_Task goal_
Please, could you print all the lines below exactly, leaving out the pictures?

_The data_
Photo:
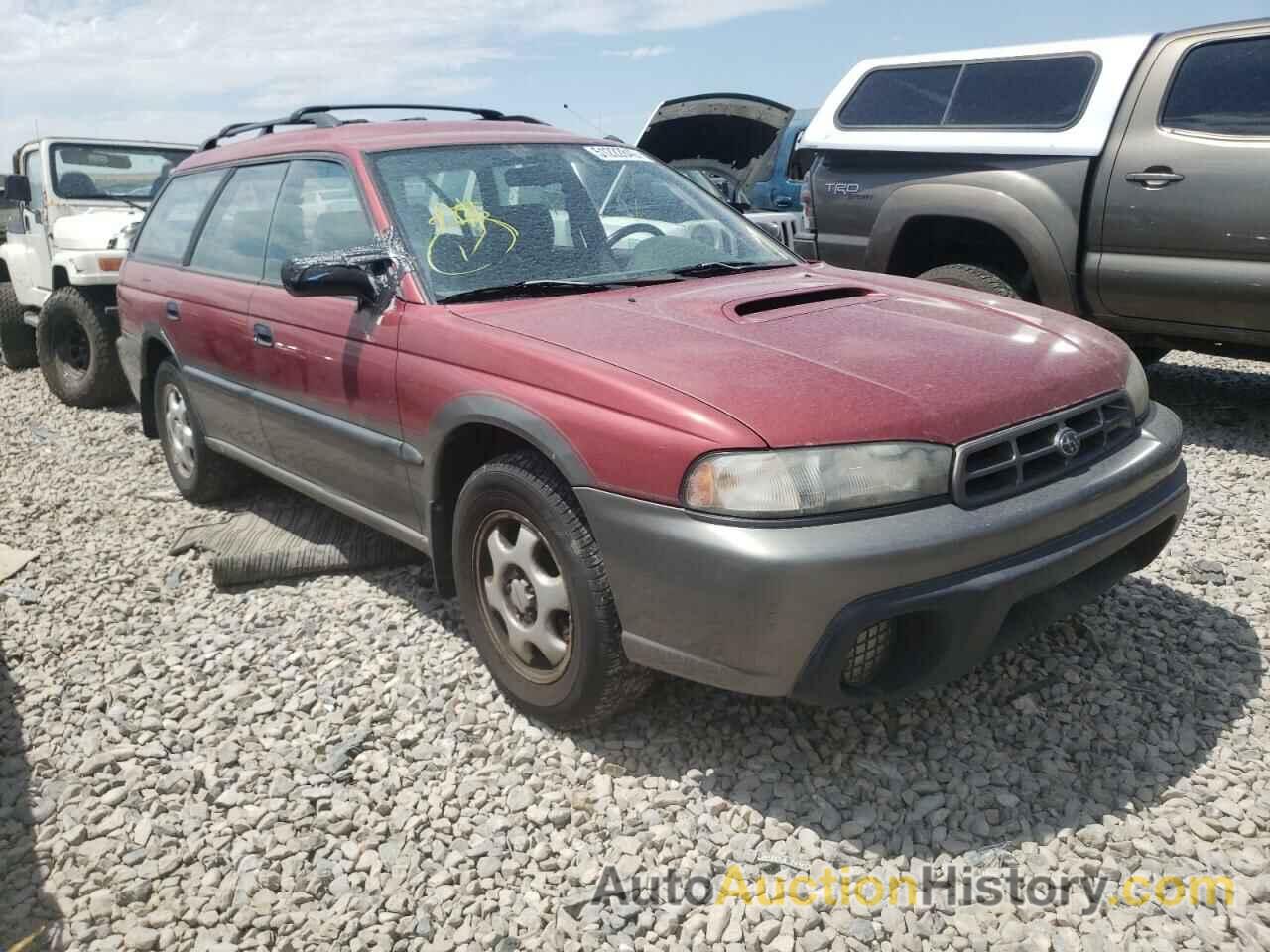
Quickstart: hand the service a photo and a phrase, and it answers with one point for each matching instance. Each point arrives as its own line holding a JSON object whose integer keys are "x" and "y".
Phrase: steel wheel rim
{"x": 524, "y": 597}
{"x": 181, "y": 434}
{"x": 71, "y": 348}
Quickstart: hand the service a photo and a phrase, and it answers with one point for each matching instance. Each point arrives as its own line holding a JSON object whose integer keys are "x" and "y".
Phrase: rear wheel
{"x": 974, "y": 277}
{"x": 200, "y": 475}
{"x": 17, "y": 340}
{"x": 536, "y": 597}
{"x": 75, "y": 344}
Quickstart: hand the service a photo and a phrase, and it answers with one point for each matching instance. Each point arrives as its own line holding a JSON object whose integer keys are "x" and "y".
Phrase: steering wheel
{"x": 634, "y": 229}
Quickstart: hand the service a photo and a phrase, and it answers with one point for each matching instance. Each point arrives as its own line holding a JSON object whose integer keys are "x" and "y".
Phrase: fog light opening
{"x": 869, "y": 654}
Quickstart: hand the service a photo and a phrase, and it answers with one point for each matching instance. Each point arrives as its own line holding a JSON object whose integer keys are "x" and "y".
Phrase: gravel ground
{"x": 325, "y": 765}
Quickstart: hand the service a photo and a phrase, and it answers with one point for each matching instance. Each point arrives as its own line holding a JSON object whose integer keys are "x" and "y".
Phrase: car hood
{"x": 91, "y": 229}
{"x": 738, "y": 132}
{"x": 816, "y": 354}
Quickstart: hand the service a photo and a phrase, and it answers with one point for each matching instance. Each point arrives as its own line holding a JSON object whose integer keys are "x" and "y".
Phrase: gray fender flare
{"x": 495, "y": 412}
{"x": 1008, "y": 214}
{"x": 508, "y": 416}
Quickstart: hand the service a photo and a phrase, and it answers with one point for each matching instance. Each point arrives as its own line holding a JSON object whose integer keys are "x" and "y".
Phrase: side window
{"x": 907, "y": 96}
{"x": 1222, "y": 87}
{"x": 1047, "y": 91}
{"x": 318, "y": 211}
{"x": 171, "y": 223}
{"x": 35, "y": 172}
{"x": 232, "y": 240}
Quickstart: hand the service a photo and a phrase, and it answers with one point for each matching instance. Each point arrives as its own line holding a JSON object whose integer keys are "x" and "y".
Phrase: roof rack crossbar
{"x": 320, "y": 117}
{"x": 472, "y": 111}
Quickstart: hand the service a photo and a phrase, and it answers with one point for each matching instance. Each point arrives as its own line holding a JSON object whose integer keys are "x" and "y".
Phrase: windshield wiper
{"x": 103, "y": 197}
{"x": 706, "y": 268}
{"x": 538, "y": 287}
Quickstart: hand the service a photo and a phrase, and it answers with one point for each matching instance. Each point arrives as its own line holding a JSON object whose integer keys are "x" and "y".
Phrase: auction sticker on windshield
{"x": 617, "y": 154}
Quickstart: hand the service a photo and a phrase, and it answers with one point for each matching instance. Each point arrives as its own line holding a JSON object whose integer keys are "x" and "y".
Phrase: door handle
{"x": 1155, "y": 177}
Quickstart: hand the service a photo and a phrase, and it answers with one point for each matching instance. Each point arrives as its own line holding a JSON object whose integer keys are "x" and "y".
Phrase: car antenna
{"x": 595, "y": 126}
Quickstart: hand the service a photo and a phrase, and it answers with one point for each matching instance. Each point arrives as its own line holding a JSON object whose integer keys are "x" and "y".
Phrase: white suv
{"x": 71, "y": 208}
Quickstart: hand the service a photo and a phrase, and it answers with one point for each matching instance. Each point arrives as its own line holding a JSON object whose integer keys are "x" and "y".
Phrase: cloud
{"x": 640, "y": 53}
{"x": 181, "y": 68}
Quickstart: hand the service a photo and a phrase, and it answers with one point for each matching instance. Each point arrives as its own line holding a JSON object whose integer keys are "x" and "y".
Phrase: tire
{"x": 75, "y": 345}
{"x": 592, "y": 679}
{"x": 1148, "y": 356}
{"x": 974, "y": 277}
{"x": 17, "y": 340}
{"x": 199, "y": 475}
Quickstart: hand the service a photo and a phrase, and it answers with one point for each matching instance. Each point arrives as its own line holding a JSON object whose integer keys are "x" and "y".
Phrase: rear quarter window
{"x": 1047, "y": 91}
{"x": 176, "y": 214}
{"x": 1222, "y": 87}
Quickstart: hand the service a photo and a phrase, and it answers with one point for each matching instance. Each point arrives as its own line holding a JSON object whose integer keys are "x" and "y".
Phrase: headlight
{"x": 820, "y": 480}
{"x": 1137, "y": 386}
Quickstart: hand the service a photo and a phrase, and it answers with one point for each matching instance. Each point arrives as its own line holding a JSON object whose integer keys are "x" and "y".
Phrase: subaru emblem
{"x": 1067, "y": 442}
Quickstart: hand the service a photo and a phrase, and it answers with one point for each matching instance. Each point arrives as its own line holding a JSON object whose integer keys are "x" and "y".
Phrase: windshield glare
{"x": 93, "y": 172}
{"x": 489, "y": 216}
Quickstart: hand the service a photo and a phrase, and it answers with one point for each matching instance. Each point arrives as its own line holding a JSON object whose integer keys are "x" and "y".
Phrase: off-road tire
{"x": 973, "y": 277}
{"x": 1148, "y": 356}
{"x": 17, "y": 340}
{"x": 598, "y": 680}
{"x": 100, "y": 381}
{"x": 213, "y": 476}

_Written solution_
Photo:
Quickstart: hand the service a photo and a phrase, and it answers with one point for each matching instance. Each point arrives as its own line holding a JSON object whose integer keys are "x" and "y".
Phrase: steel wheel rim
{"x": 524, "y": 597}
{"x": 181, "y": 434}
{"x": 71, "y": 348}
Quickstart: hand the service a photo and a phrase, and it answers with one point for each matching instance. Each point arrives as its own line holding a JSON object whose integer keys are "x" and "y".
Phrase: rear wheel
{"x": 974, "y": 277}
{"x": 200, "y": 475}
{"x": 17, "y": 340}
{"x": 536, "y": 597}
{"x": 75, "y": 344}
Quickstart: hand the service a photo and a phrase, and it answers with one point for each matching instance. Each point arrives as its own line holding a JSON object whose integer keys are "x" and "y".
Phrase: steering wheel
{"x": 634, "y": 229}
Quickstart: hand the service a photo and a phrase, and it answers with one point for each matching instance. Each point arrives as its own line holding a JSON object whose integer keys are "x" and "y".
Phrase: fog light opening
{"x": 869, "y": 654}
Quickstart: hand the service a photo and a phrase, and it answers with one point for each matching instance. Each point arrives as its own line holding a JSON object whose integer keys are "x" and "y".
Phrase: gravel ground
{"x": 325, "y": 765}
Quickstart: hand the service a photo and a phrase, and it answers with one point for each matching instance. Each point arrives as its own line holding a JSON object whose integer keys are "x" and "y".
Phrase: car hood
{"x": 91, "y": 229}
{"x": 738, "y": 132}
{"x": 816, "y": 354}
Quickstart: hand the service a photo and a phrase, and it answers with one point for each matching instance. Each point arrives as its own line holding a JSON object whose integer keys are "x" and "y".
Phrase: gray fender flare
{"x": 495, "y": 412}
{"x": 1008, "y": 214}
{"x": 508, "y": 416}
Quickstart: hand the service a photo and a phrase, and it answers with one point for each matching instance. Each point arrives as its own line holding a JSON object whose integer keys are "x" and "y".
Phrase: side window
{"x": 907, "y": 96}
{"x": 1222, "y": 87}
{"x": 1047, "y": 91}
{"x": 318, "y": 211}
{"x": 171, "y": 223}
{"x": 35, "y": 172}
{"x": 232, "y": 240}
Quickstart: hand the service a photo and a phrase, and it answers with one point for each matching instance. Each point arrives as its own line holding a JSON object whose integer keys are "x" and "y".
Phrase: roof rack crossbar
{"x": 320, "y": 117}
{"x": 472, "y": 111}
Quickstart: hand the service a photo and a phrase, and it answers with one point for each matching instance. Each point arrives as its own line holding a JSON object whose integer keys are "x" and "y".
Phrase: windshield wiper
{"x": 103, "y": 197}
{"x": 706, "y": 268}
{"x": 538, "y": 287}
Quickstart: hand the service a photo and a phrase, and it answers with one point for each matching instance. Each point arrives as its own line holding a JSON object whose integer keys are "x" and "y".
Phrase: auction sticker on windshield
{"x": 617, "y": 154}
Quickstart: hand the service a photo and a phrase, and it answers with one point for each matching instance. Each point arrives as its own line holding a JSON object whose integer keys are "x" and "y".
Phrase: door handle
{"x": 1155, "y": 177}
Quickstart: hand the service a photo and a phrase, and it answers with one point for each matching instance. Each point arrives as its own line holding a JSON object whose integer keys are "x" and "y".
Phrase: car antenna
{"x": 595, "y": 126}
Quickstart: hand the service a photo and a phrase, and it answers with one point for each matching instance. Each point arrives as its own line holding a JSON object whose integer keys are "x" and "y".
Phrase: white suv
{"x": 71, "y": 208}
Quickstart: hand the service a photo and a phrase, and it answers with one point for each matching instance. Each point arrives as its own line holding a JSON object whose integer keys are "x" and "y".
Phrase: cloud
{"x": 640, "y": 53}
{"x": 181, "y": 68}
Quickstart: hand the service a photo and a phrase, and it answers with one point for each matching instance. Each point arrives as its own line holding a JSON object whose integer keys are "x" and "y".
Phrase: tire
{"x": 75, "y": 345}
{"x": 592, "y": 679}
{"x": 1148, "y": 356}
{"x": 974, "y": 277}
{"x": 17, "y": 340}
{"x": 199, "y": 475}
Quickstart: hand the service a photo and a phrase, and it answers with one point for each matching instance. Each point arrives as its own line holding a JSON object whose integer keys are "x" and "y".
Phrase: rear quarter window
{"x": 1047, "y": 91}
{"x": 176, "y": 214}
{"x": 1222, "y": 87}
Quickstart: hand the service a photo and a phrase, and it answers with one point for each matching instance. Each point arrives as its own line holding a JSON object whose integer keys are "x" and "y".
Phrase: headlight
{"x": 820, "y": 480}
{"x": 1137, "y": 386}
Quickstart: hand the service a photo and a phrase, and it answers with one point for each matching instance. Each point arrives as its own line holding a JSON object whose integer keys are "x" and "y".
Phrase: subaru emblem
{"x": 1067, "y": 442}
Quickstart: hand the service a photo and a phrase, and it answers with one point for each matching instance. Each point arrives as its own line holding a JSON object whose integer keys are "x" and "y".
Phrase: windshield glare
{"x": 93, "y": 172}
{"x": 489, "y": 216}
Quickstart: hand the service a photo and a phrase, and it answers with one point for each matching instance. Each point arrives as its own line holding a JSON object whose integer keys are "x" and "y".
Phrase: off-road tire
{"x": 973, "y": 277}
{"x": 1148, "y": 356}
{"x": 17, "y": 340}
{"x": 598, "y": 680}
{"x": 100, "y": 381}
{"x": 213, "y": 476}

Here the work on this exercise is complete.